Exercise task 1: Pick out and copy each line of the records that contains the string "vehicle", matching its case exactly.

Page excerpt:
-*-*-

Page 4 & 34 of the SW's codex show pretty much what a TW should look like. While I am not going to knock any 3rd party who wants a stab a TWC. I am going to play the waiting game on this in the hope GW produce a plastic 3 pack similar to the BoK. With any luck there will also be loads of bits interchangeable with the existing GH's/BC's plastic box set. It would even be a clever way of putting some Iron Priest bits in on the sly. After all GW did say they would produce all units in a codex so it's about time they came good on TWC.

With Prospero Burns, IA 11 & Battle of the Fang all being released this year. Surely 2011 would be a good year to release TWC on the back of the 3 books coming out and the renewed interest they will generate in the SW's.


----------



## Khorne's Fist (Jul 18, 2008)

Chimaera said:


> With Prospero Burns, IA 11 & Battle of the Fang all being released this year. Surely 2011 would be a good year to release TWC on the back of the 3 books coming out and the renewed interest they will generate in the SW's.


Be careful you don't give GW too much credit. It would make sense, but sometimes GW and common sense are mutually exclusive.


----------



## Kalishnikov-47 (Jun 4, 2008)

djinn24 said:


> I am curious, where is there a pic of a Thrunderwolf. I am not a puppy player so I have no idea, I always thought they where large wolves.


These are the pieces of the art from the Codex and I still do not agree with others assessments on the BitsPudlo Thunderwolves. If anything I still support Masq Minis Wolves if you want really sexy Thunderwolf Cavalry. Granted without rider legs its a little steep.


----------



## Chimaera (Feb 1, 2010)

Khorne's Fist said:


> Be careful you don't give GW too much credit. It would make sense, but sometimes GW and common sense are mutually exclusive.


Indeed! I forgot GW marketing had their logic chip removed :biggrin:


----------



## colonel gator (Feb 9, 2008)

gen.ahab said:


> No, thats a white question mark in a blue box.




right you are! sorry bout that. heres a link showing a pic of the only existing "official" thunderwolf model. courtesy of games workshop. i think there pretty similair and would certainly work together in a mixed unit. i would probably even use one of these as a supplement.

http://www.games-workshop.com/gws/catalog/productDetail.jsp?prodId=prod60017a


----------



## Chimaera (Feb 1, 2010)

The Canis/TW model in the picture/link above is probably the best reason out there for GW to release a plastic 3 pack. Compare the Canis TW to the pictures 3 post above and you can see they got the look and feel of the Canis TW totally wrong.


----------



## Stella Cadente (Dec 25, 2006)

£75 for 5 wolves and bases may seem steep, but compared to buying allot of Canis its cheap enough, just get biker legs from a bits site they should go for next to nothing price wise.

hell just imagine if FW did thunderwolves, they'd be £75 each and people here would be praising them for being cheap.


----------



## Chimaera (Feb 1, 2010)

-*-*-

Listing:

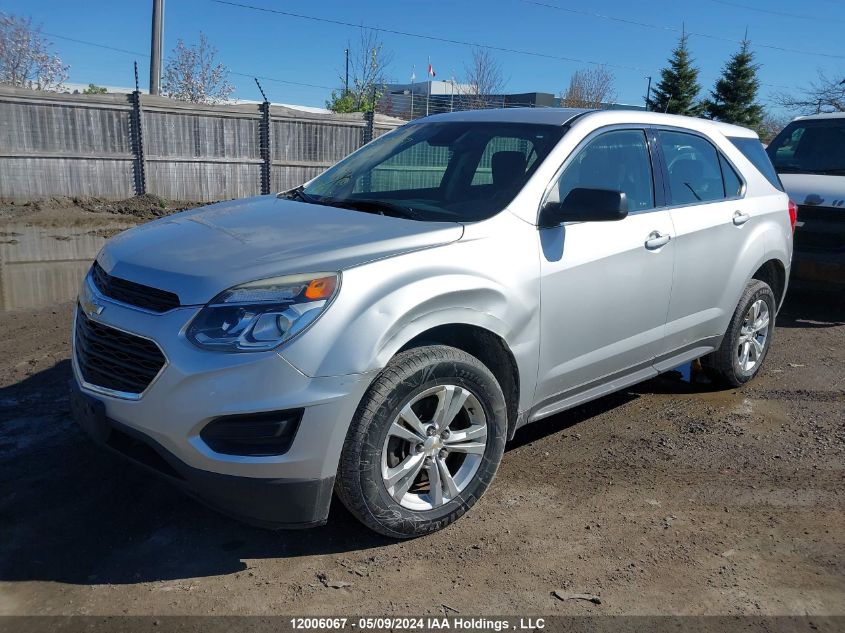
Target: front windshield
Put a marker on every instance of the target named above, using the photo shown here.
(810, 147)
(438, 171)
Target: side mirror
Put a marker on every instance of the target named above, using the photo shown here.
(586, 205)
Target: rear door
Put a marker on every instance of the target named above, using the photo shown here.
(713, 221)
(605, 286)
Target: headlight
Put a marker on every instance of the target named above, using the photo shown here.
(263, 314)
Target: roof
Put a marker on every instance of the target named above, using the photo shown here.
(546, 116)
(562, 116)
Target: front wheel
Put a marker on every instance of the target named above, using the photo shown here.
(747, 340)
(425, 442)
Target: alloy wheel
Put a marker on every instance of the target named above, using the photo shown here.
(753, 335)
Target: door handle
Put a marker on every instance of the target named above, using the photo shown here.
(741, 218)
(656, 239)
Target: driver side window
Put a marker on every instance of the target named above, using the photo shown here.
(618, 161)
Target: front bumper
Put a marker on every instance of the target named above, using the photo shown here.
(265, 502)
(196, 386)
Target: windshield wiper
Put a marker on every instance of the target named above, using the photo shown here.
(374, 206)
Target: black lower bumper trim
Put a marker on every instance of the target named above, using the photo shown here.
(268, 503)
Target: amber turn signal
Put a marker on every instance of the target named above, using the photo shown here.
(320, 288)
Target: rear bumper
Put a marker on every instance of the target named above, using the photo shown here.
(266, 502)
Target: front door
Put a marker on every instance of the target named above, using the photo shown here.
(712, 227)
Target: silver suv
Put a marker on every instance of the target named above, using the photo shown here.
(383, 330)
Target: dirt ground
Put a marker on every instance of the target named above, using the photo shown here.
(669, 498)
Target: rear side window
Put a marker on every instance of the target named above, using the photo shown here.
(733, 183)
(753, 150)
(695, 174)
(810, 146)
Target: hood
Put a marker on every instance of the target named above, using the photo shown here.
(815, 189)
(202, 252)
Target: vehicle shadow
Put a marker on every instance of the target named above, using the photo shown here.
(74, 513)
(811, 309)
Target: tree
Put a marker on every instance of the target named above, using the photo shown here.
(734, 98)
(770, 125)
(25, 57)
(93, 89)
(368, 61)
(193, 74)
(677, 91)
(484, 82)
(589, 88)
(825, 94)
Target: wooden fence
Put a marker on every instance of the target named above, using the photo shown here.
(115, 146)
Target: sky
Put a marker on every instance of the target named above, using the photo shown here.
(548, 40)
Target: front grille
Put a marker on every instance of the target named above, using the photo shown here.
(115, 360)
(132, 293)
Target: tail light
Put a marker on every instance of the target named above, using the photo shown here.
(793, 214)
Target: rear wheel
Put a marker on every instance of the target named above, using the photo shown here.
(425, 443)
(747, 341)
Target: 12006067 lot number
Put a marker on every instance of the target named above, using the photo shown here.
(360, 623)
(318, 623)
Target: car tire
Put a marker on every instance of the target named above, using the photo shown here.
(392, 431)
(747, 340)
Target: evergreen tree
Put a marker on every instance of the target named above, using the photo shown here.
(733, 99)
(677, 91)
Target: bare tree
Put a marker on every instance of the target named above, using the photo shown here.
(589, 88)
(25, 57)
(193, 74)
(484, 82)
(825, 94)
(368, 62)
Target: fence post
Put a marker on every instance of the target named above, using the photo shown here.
(137, 138)
(264, 146)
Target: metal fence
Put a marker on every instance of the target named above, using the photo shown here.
(115, 146)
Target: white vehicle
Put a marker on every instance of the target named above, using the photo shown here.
(384, 329)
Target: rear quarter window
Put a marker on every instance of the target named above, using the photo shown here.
(753, 150)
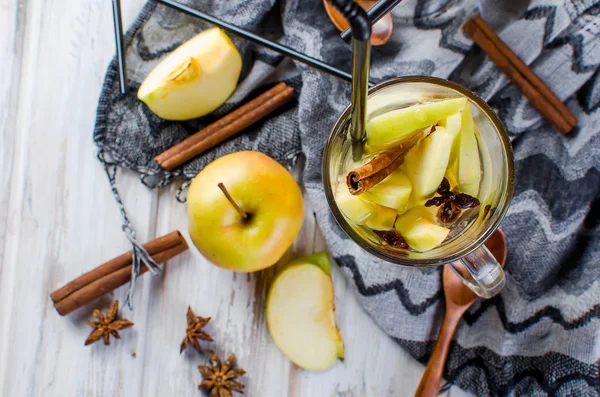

-*-*-

Exercise task 2: Write what comes next in the forum thread about Thunderwolf Cavalry models, starting after its last line.

Exercise answer 1:
Target: vehicle shadow
Target: white vehicle

Exercise answer 2:
Stella Cadente said:


> £75 for 5 wolves and bases may seem steep, but compared to buying allot of Canis its cheap enough, just get biker legs from a bits site they should go for next to nothing price wise.
> 
> hell just imagine if FW did thunderwolves, they'd be £75 each and people here would be praising them for being cheap.


You have a fair point Stella but if they can produce a Bloodcrushers of Khorne 3 pack for £33 then surely they could produce a SW TW 3 pack for a similar price. Much better than £75+. 

Considering they must have the base CAD designs for the BoK as a starting template. A plastic SW TW 3 pack can't be that much of a leap. Sure they would probably need to throw on some more bits than the BoK kit but I would happily pay the extra few quid.


----------



## Stella Cadente (Dec 25, 2006)

Chimaera said:


> You have a fair point Stella but if they can produce a Bloodcrushers of Khorne 3 pack for £33 then surely they could produce a SW TW 3 pack for a similar price. Much better than £75+.


they probably can, but haven't, and there is no evidence that they will for a long time, so its either £75 and converting, or £0 and have none, and until GW realise they could make money off thunderwolves its there loss and other companies gain.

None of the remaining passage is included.